Document segment:
The first thing to recognize is that a business can perform—or reach ripe fruit—only within the context of capabilities and opportunities that it has assembled. With time and competitor inroads, however, these opportunities and capabilities wear away. The only way to remain competitive is to continuously renew existing capabilities and to find and add new and distinct ones.
There are two ways to do this: 1) Protect and renew existing markets by continuously improving the way your business approaches, services, and engages customers. For example, train salespeople to close more deals, implement customer relationship management (CRM), etc. This is what I call renovation. 2) Innovation, on the other hand, is about entering markets, old or new, with entirely new competencies. It is not about how distant a business is in terms of its market space, it is about how devastating the idea is to competition. For example, in 1996 when Amazon.com started there was nothing unique in its business model as far as product goes. It was selling the same books that were available at any other bookstore. The innovation that devastated competitors was, however, how Amazon.com sold them over the Internet. Similarly, when Dell started, computers were sold by salespeople in fixed configuration in traditional face-to-face sales. Dell changed the game by offering build-to-specification computers sold over low-cost, wide-reach sales channels like direct mail, telephone, and later the Internet.
Both of these are the examples of innovations in business processes—in the sales process to be specific. The question is how should you go about instilling innovation in your business? Should you protect and extend your core, or should you completely change the way you sell? The slow economy is forcing all executives to rethink this question.
Experience shows that as long as a business is not radically changing the market, the ideal approach is to make evolutionary moves inside the business that have a revolutionary impacts o the market i.e., combine both approaches in a single explosive and coherent strategy for maximum benefits. Figure 3.1 shows this approach:
Figure 3.1: Strategy for Profitable Growth
The first step in this strategy is to protect and renew your existing customer base. This is because competitors always catch on to whatever competitive advantage you have. For example, once Amazon.com was successful, everyone started selling books online. Seeing this, Amazon.com protected its core business by engaging customers in the delightful customer experiences of "Online Review," "Look Inside," and customer loyalty programs. Amazon.com was also the first to implement and execute a lead referral program in the shape of Amazon Associates that created the needed boundaries for competitors.

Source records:
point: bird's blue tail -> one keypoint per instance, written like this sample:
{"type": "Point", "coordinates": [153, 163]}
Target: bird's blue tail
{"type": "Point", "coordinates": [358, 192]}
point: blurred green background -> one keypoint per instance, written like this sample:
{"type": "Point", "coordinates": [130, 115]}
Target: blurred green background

What you need to do:
a – Summarize the passage on innovation in two sentences.
b – Please rewrite the passage on innovation between "The first thing" and "and distinct ones.", inclusive, replacing "capabilities" with "strengths".
The items are not needed here.

Exercise results:
a – A business can perform only within the capabilities and opportunities it has assembled, and since these wear away, it must protect and renew existing markets (renovation) and enter markets with entirely new competencies (innovation), as Amazon.com and Dell did in their sales processes. The ideal approach combines both, and its first step is to protect and renew the existing customer base, as Amazon.com did through customer experiences, loyalty programs, and Amazon Associates.

b –
The first thing to recognize is that a business can perform—or reach ripe fruit—only within the context of strengths and opportunities that it has assembled. With time and competitor inroads, however, these opportunities and strengths wear away. The only way to remain competitive is to continuously renew existing strengths and to find and add new and distinct ones.